▶ WORK TASK: Keeping each line exactly as it is, output all of the records.

▶ GIVEN DATA:
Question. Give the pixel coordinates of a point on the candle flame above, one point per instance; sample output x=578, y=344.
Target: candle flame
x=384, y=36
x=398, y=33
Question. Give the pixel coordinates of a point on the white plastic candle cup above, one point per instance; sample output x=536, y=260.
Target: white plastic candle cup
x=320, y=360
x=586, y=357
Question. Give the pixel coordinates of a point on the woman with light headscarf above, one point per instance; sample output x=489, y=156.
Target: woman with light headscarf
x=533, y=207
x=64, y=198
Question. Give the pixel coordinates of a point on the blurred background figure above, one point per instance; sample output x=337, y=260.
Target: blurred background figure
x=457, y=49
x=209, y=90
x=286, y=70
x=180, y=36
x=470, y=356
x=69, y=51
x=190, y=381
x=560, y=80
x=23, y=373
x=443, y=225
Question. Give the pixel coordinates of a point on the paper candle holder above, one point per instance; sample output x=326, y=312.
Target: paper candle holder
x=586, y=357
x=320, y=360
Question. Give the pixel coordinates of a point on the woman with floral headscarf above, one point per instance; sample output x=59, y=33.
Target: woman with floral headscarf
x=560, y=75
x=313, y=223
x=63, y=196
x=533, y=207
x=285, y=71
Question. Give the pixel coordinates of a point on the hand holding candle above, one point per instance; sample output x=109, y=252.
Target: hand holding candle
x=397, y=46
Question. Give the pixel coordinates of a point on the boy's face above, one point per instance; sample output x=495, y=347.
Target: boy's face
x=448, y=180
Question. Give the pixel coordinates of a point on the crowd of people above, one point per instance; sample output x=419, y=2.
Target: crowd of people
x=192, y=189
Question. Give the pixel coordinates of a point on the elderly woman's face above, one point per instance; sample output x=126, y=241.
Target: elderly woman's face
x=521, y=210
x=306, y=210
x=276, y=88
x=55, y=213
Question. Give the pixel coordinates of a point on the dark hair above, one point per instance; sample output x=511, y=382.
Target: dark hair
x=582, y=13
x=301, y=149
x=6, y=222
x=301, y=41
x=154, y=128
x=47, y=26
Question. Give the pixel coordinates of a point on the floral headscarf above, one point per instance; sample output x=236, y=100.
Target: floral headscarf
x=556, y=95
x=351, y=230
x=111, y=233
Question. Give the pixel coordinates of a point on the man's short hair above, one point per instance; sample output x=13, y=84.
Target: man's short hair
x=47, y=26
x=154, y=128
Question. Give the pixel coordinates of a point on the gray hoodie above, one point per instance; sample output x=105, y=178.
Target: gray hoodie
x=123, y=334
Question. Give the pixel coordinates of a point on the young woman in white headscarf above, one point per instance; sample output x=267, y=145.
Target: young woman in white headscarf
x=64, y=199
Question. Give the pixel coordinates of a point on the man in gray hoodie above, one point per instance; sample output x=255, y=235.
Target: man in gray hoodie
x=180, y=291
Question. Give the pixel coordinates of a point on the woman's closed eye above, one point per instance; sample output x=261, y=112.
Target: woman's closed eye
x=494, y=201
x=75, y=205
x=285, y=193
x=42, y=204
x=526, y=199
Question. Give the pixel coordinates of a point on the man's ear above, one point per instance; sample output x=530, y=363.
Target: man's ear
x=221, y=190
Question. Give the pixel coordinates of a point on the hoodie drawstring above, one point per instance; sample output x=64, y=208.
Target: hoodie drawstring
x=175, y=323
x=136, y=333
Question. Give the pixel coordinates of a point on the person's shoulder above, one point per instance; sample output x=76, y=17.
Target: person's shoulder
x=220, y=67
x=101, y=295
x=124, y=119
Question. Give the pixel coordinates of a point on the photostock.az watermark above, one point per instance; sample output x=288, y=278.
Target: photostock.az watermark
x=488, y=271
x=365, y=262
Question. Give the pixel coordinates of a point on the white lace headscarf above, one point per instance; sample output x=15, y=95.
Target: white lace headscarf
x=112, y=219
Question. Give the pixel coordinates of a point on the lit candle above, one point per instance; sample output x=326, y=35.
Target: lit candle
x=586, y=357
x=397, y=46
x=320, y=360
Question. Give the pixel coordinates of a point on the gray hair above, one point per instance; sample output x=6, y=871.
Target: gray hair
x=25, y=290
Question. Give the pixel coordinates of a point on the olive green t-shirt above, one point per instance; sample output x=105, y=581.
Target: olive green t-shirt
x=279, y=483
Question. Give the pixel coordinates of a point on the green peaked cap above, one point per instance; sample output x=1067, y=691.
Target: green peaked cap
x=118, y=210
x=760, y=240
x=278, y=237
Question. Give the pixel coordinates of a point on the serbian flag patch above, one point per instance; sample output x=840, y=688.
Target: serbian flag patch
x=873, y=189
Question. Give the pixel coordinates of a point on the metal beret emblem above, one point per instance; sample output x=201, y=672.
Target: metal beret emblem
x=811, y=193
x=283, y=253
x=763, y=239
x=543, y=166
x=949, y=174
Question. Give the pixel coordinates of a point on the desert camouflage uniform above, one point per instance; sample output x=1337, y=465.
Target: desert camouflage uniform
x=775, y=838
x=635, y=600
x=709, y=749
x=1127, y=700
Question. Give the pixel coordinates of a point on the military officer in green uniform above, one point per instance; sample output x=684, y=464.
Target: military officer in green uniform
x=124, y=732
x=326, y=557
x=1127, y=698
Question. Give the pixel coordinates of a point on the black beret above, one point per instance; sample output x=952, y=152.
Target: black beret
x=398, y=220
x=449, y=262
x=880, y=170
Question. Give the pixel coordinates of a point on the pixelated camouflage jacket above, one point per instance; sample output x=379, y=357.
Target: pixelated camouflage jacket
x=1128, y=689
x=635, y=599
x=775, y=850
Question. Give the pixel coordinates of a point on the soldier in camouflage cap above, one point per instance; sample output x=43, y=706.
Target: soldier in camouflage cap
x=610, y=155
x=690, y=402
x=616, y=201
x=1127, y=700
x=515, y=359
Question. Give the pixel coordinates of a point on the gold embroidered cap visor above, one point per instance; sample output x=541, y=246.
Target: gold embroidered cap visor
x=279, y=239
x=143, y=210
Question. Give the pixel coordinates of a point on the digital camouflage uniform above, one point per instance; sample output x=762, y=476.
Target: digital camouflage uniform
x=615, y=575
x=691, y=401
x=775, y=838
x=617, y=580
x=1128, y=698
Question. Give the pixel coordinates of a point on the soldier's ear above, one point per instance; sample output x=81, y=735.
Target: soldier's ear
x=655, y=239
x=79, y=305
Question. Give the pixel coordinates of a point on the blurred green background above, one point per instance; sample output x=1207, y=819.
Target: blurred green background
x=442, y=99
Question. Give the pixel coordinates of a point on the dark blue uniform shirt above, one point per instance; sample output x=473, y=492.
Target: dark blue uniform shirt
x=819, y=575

▶ TASK RESULT:
Question. Give the pixel coordinates of a point on the candle flame above, one point per instance; sample output x=578, y=344.
Target: candle flame
x=384, y=36
x=398, y=33
Question. Give the pixel coordinates of a point on the white plastic candle cup above, one point per instance; sample output x=536, y=260.
Target: white plastic candle cup
x=320, y=360
x=586, y=357
Question. Give the pixel coordinates of a point on the woman with light headscarf above, one point per instance; sample output x=489, y=156.
Target: woman with light headscarf
x=533, y=207
x=64, y=198
Question. Give the pixel coordinates of a point on the blurred background figure above, one point per instance; sample output x=337, y=260.
Target: blurred background figure
x=457, y=49
x=209, y=90
x=286, y=70
x=180, y=36
x=470, y=356
x=69, y=51
x=190, y=381
x=560, y=80
x=23, y=373
x=443, y=225
Question. Give the pixel coordinates of a point on the paper candle holder above, one point per instance; sample output x=326, y=312.
Target: paper candle holder
x=586, y=357
x=320, y=360
Question. Give the pixel coordinates of a point on the woman with floral headscarf above, one point per instance; sample output x=59, y=33.
Target: woman with floral headscarf
x=560, y=75
x=313, y=223
x=63, y=196
x=533, y=207
x=285, y=71
Question. Give the pixel coordinates of a point on the hand holding candle above, one point per instance; sample output x=109, y=252.
Target: hand holding candle
x=397, y=46
Question. Give the pixel coordinates of a point on the boy's face above, one point per instance; sample output x=495, y=347.
Target: boy's face
x=448, y=180
Question. Give the pixel coordinates of a point on the crowd of people above, one point per instance; sample output x=419, y=2.
Target: crowd of people
x=192, y=189
Question. Give the pixel coordinates of a point on the elderly woman's face above, one point per instance; sample output x=126, y=241.
Target: elderly woman's face
x=521, y=210
x=306, y=210
x=276, y=88
x=55, y=213
Question. Give the pixel coordinates of a point on the dark hair above, one point per instance; sample output x=511, y=382.
Target: dark hair
x=582, y=13
x=301, y=149
x=6, y=222
x=301, y=41
x=154, y=128
x=47, y=26
Question. Give the pixel coordinates of a point on the floral headscarf above, one point per instance; sample output x=236, y=100.
Target: floral headscarf
x=556, y=95
x=351, y=230
x=111, y=233
Question. Give the pixel coordinates of a point on the man's short hair above, one point per instance; sample output x=13, y=84.
Target: man's short hair
x=47, y=26
x=154, y=128
Question. Give the pixel coordinates of a point on the gray hoodie above, one point per instance; sample output x=105, y=178.
Target: gray hoodie
x=123, y=334
Question. Give the pixel coordinates of a point on the young woman in white headscarf above, one point per instance; sample output x=267, y=145.
Target: young woman in white headscarf
x=64, y=199
Question. Give the pixel coordinates of a point on the man in gray hoodie above, one point per instance; sample output x=255, y=235.
Target: man in gray hoodie
x=180, y=291
Question. Give the pixel coordinates of a point on the woman's closed eye above, one point per instance; sample output x=261, y=112.
Target: woman's closed eye
x=494, y=201
x=75, y=205
x=285, y=193
x=42, y=204
x=526, y=199
Question. Give the pixel coordinates of a point on the man's ear above, one point per instance; sample output x=530, y=363.
Target: man's ear
x=221, y=190
Question. Give the pixel coordinates of a point on the hoodie drawstring above, one point per instance; sample output x=64, y=208.
Target: hoodie drawstring
x=175, y=323
x=136, y=333
Question. Give the pixel coordinates of a point on the person's shoulder above, one point per instance; sample output x=76, y=17.
Target: person's shoulder
x=220, y=67
x=101, y=295
x=124, y=119
Question. Give the pixel coordinates of a point on the photostock.az watermark above, one point per instance; sample output x=288, y=278.
Target: photostock.az watermark
x=488, y=271
x=365, y=262
Question. Give the pixel coordinates of a point on the white lace headscarf above, one point per instance; sample output x=15, y=95.
Target: white lace headscarf
x=112, y=219
Question. Give the pixel coordinates of a point on the lit candle above, one point per instance; sample output x=326, y=35.
Target: lit candle
x=586, y=357
x=397, y=46
x=320, y=360
Question. Give the pixel coordinates of a point on the gray hair above, one point per instance; sample output x=6, y=871.
Target: gray hair
x=25, y=290
Question. Give the pixel coordinates of a point on the olive green t-shirt above, one point per instance; sample output x=105, y=581.
Target: olive green t-shirt
x=279, y=483
Question. Give the pixel coordinates of a point on the green peaked cap above, one point per instance; sample output x=1067, y=691.
Target: green peaked cap
x=118, y=210
x=760, y=240
x=278, y=237
Question. Give the pixel coordinates of a point on the serbian flag patch above, one point per instance; sample output x=840, y=688.
Target: serbian flag patch
x=873, y=189
Question. Give the pixel coordinates of a point on the metal beret emblem above, one point per instance; sample output x=201, y=672.
Target: metal beret emblem
x=811, y=193
x=283, y=253
x=763, y=239
x=543, y=166
x=949, y=174
Question. Give the pixel coordinates of a point on the desert camouflage uniform above, one point per instance; sample output x=1337, y=465.
Target: desert camouflage uniform
x=775, y=838
x=635, y=600
x=709, y=749
x=1127, y=700
Question. Give the pixel coordinates of a point on the military officer in green uniform above, one point per instance; sample output x=684, y=464.
Target: military officer in green uniform
x=124, y=732
x=326, y=557
x=1127, y=698
Question. Give the pixel coordinates of a point on the black beret above, one point per instance; sample output x=952, y=152.
Target: black beret
x=398, y=220
x=449, y=262
x=880, y=170
Question. Give the pixel coordinates of a point on the pixelated camouflage jacket above, one point per instance; sample output x=379, y=357.
Target: pixelated camouflage jacket
x=1128, y=689
x=635, y=599
x=775, y=850
Question. Give the pixel coordinates of a point on the soldier in camouflage cap above, one point per instance; sample output x=43, y=706.
Target: soldier in camouflage cap
x=610, y=155
x=690, y=402
x=616, y=201
x=1127, y=700
x=515, y=359
Question. Give the pixel coordinates of a point on the gold embroidered cap visor above, one point per instance; sample output x=541, y=246.
Target: gold embroidered cap visor
x=279, y=239
x=143, y=210
Question. Give the pixel coordinates of a point on the digital camouflage uniform above, one point per instance; sample output x=762, y=476.
Target: digital camouflage uniform
x=615, y=575
x=691, y=401
x=775, y=838
x=617, y=580
x=1128, y=698
Question. Give the pixel coordinates of a point on the soldier's ear above, one point per instance; sample output x=81, y=735.
Target: soldier's ear
x=655, y=239
x=79, y=305
Question. Give the pixel coordinates of a point on the blurred green background above, one point per instance; sample output x=1207, y=819.
Target: blurred green background
x=442, y=99
Question. Give the pixel coordinates of a point on the dark blue uniform shirt above, one point per instance; sample output x=473, y=492.
Target: dark blue uniform shirt
x=819, y=575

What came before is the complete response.